• _Goal of the exercise_: Starting with the line that contains "[tag] carved pediment", copy every line through the end of the data below, exactly and with nothing added.

• _Extracted entries_:
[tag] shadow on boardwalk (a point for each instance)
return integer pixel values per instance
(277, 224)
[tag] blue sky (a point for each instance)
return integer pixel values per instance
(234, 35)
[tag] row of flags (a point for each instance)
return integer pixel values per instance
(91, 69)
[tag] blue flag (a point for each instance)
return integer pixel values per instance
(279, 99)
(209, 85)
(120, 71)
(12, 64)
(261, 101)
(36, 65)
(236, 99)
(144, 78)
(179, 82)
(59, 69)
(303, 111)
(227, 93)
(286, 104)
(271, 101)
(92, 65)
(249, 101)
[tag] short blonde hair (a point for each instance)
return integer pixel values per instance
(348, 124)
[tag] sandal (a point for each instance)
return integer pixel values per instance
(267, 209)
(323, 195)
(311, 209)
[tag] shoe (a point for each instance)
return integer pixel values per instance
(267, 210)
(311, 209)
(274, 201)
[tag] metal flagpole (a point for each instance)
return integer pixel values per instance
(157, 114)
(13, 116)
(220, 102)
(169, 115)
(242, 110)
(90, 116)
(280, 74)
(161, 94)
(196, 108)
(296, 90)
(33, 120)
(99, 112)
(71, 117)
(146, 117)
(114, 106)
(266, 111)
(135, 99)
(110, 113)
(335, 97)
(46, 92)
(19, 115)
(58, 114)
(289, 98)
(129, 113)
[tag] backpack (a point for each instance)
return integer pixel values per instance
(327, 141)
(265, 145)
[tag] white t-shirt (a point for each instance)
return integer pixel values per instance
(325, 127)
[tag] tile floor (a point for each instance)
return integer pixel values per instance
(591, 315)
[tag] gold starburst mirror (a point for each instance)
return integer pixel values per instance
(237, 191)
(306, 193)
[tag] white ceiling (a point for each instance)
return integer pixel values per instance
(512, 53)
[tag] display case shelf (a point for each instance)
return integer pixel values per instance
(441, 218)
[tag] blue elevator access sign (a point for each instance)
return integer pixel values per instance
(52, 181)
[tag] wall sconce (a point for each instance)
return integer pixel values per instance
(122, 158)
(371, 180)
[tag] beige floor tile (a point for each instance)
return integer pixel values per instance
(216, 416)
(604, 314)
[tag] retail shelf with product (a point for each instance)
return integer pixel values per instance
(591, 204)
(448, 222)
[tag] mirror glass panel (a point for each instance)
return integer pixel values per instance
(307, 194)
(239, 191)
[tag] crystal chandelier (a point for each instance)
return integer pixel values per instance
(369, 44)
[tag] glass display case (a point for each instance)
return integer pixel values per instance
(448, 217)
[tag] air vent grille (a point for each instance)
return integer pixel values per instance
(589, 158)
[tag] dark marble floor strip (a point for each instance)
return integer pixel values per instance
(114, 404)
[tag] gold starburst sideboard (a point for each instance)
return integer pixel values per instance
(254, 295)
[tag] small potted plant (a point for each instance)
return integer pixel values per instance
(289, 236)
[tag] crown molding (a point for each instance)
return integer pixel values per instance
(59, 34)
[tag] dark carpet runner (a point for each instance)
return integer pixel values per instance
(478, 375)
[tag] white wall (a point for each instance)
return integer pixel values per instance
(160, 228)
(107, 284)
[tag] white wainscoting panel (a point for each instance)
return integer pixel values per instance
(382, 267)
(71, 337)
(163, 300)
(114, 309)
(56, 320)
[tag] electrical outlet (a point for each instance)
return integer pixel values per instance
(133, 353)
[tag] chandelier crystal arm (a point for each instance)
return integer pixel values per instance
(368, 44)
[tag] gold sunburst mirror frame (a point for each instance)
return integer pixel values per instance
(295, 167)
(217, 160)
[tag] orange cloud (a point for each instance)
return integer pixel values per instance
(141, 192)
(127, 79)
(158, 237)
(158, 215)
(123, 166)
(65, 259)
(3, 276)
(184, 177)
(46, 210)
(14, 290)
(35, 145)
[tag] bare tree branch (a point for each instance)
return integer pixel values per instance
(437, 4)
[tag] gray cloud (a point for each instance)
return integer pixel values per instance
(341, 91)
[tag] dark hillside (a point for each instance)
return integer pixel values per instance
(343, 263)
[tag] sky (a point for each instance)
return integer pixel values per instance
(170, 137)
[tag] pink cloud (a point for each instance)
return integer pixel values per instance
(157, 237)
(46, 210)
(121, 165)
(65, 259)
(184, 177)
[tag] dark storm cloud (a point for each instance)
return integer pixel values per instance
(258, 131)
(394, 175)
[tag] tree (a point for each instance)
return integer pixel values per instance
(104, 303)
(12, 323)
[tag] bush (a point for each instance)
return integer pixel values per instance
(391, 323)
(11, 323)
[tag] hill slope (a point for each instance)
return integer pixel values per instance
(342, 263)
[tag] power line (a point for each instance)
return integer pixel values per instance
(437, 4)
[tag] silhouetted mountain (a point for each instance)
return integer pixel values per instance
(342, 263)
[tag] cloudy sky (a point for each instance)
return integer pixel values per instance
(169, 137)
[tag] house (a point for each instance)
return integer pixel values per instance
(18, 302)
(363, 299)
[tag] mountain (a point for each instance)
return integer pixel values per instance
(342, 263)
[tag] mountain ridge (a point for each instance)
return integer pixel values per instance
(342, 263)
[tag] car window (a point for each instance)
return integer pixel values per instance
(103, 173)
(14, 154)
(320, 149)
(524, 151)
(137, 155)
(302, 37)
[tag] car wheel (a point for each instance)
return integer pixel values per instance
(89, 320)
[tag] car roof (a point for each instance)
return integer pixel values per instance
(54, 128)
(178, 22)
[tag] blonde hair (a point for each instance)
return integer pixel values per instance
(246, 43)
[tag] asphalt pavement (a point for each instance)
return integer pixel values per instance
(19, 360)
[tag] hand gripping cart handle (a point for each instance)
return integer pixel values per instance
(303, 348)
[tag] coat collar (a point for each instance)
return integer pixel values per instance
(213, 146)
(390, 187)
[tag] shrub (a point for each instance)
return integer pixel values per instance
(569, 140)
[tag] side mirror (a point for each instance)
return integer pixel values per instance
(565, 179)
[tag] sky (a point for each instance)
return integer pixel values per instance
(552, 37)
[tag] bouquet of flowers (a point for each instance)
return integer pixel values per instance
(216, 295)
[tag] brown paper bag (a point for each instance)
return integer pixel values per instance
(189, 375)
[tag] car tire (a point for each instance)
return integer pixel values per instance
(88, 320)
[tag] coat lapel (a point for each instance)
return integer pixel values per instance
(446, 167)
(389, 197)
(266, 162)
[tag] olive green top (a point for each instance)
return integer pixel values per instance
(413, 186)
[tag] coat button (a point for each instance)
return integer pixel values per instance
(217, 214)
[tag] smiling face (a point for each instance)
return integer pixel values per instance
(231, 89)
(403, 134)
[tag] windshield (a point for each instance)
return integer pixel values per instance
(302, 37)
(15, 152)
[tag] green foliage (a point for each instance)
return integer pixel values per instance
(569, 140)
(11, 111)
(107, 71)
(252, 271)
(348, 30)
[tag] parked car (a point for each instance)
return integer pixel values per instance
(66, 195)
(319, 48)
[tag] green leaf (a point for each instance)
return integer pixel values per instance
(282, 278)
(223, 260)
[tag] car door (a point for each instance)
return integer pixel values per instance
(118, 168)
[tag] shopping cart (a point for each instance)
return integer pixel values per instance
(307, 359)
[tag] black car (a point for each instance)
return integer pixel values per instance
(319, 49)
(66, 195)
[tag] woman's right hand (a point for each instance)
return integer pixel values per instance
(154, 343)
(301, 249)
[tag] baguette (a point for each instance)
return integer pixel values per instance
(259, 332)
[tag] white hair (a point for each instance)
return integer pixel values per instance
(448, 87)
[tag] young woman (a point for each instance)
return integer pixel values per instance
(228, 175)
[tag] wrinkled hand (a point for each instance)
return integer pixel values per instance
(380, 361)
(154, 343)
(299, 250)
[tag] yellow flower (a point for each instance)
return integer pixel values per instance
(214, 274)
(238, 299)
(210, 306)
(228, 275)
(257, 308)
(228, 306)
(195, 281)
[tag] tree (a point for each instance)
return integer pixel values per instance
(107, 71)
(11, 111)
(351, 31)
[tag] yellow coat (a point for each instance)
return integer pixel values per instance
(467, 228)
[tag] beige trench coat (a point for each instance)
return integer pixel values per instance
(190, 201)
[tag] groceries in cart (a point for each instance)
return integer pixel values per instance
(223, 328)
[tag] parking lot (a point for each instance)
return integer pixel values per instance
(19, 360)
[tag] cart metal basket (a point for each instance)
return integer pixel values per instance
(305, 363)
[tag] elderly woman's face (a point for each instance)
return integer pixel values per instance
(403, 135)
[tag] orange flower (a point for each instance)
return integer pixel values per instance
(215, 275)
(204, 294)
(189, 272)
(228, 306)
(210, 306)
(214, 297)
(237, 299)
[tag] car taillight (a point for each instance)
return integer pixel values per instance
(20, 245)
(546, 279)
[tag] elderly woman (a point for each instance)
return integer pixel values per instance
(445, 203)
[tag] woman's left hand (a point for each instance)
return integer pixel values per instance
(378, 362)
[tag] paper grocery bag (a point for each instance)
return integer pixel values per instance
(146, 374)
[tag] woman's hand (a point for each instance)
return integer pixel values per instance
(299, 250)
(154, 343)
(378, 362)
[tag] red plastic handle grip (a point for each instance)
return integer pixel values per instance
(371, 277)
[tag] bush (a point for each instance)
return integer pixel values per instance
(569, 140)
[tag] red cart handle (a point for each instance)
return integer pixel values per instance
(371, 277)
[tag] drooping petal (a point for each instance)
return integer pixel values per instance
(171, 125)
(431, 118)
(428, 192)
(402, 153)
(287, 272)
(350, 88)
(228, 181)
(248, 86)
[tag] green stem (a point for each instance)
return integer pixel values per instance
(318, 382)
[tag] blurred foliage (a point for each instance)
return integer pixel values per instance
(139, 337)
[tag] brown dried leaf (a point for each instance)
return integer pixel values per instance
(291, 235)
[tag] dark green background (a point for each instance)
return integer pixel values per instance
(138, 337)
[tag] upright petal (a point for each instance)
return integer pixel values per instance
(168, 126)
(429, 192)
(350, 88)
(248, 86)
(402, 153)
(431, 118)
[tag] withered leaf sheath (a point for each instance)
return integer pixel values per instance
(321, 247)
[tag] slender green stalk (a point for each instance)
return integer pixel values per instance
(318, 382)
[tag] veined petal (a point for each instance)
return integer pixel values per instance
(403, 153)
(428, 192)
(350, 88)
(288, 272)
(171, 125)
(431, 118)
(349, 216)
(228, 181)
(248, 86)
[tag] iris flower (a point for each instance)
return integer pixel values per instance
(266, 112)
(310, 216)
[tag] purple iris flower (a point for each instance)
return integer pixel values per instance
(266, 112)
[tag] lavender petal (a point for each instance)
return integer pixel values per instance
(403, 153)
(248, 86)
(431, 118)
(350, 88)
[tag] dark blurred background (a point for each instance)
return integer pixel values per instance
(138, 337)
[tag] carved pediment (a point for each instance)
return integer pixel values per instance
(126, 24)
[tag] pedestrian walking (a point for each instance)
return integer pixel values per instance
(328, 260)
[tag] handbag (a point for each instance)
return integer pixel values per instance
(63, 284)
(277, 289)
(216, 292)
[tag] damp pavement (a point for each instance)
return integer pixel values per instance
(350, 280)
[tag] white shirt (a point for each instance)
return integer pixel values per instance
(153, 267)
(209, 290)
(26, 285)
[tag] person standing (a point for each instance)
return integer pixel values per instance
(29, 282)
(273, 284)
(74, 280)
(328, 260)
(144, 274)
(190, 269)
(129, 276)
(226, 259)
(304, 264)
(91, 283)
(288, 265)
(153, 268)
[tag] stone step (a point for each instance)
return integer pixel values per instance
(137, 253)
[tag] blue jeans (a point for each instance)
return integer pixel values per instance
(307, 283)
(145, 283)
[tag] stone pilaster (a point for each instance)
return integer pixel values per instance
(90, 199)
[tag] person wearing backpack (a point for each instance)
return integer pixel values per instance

• _Response to the task_:
[tag] carved pediment (a point for each instance)
return integer pixel values per instance
(126, 24)
[tag] pedestrian walking (a point for each instance)
return integer pixel values per instance
(328, 260)
[tag] handbag (a point for each instance)
return integer pixel values per instance
(63, 284)
(277, 289)
(216, 292)
[tag] damp pavement (a point for each instance)
return integer pixel values per instance
(350, 280)
[tag] white shirt (a point for each instance)
return integer pixel values per instance
(153, 267)
(209, 290)
(26, 285)
[tag] person standing (a point for each instance)
return integer pixel values per instance
(29, 282)
(273, 284)
(74, 280)
(328, 260)
(144, 274)
(190, 269)
(129, 276)
(226, 259)
(304, 264)
(91, 283)
(288, 265)
(153, 268)
[tag] stone step (a point for each instance)
return integer pixel values per instance
(137, 253)
[tag] blue jeans (a point for each instance)
return integer pixel values per instance
(307, 283)
(145, 283)
[tag] stone pilaster (a point for each instance)
return integer pixel values per instance
(90, 199)
[tag] person wearing backpack (a point for each instance)
return integer pixel values per instance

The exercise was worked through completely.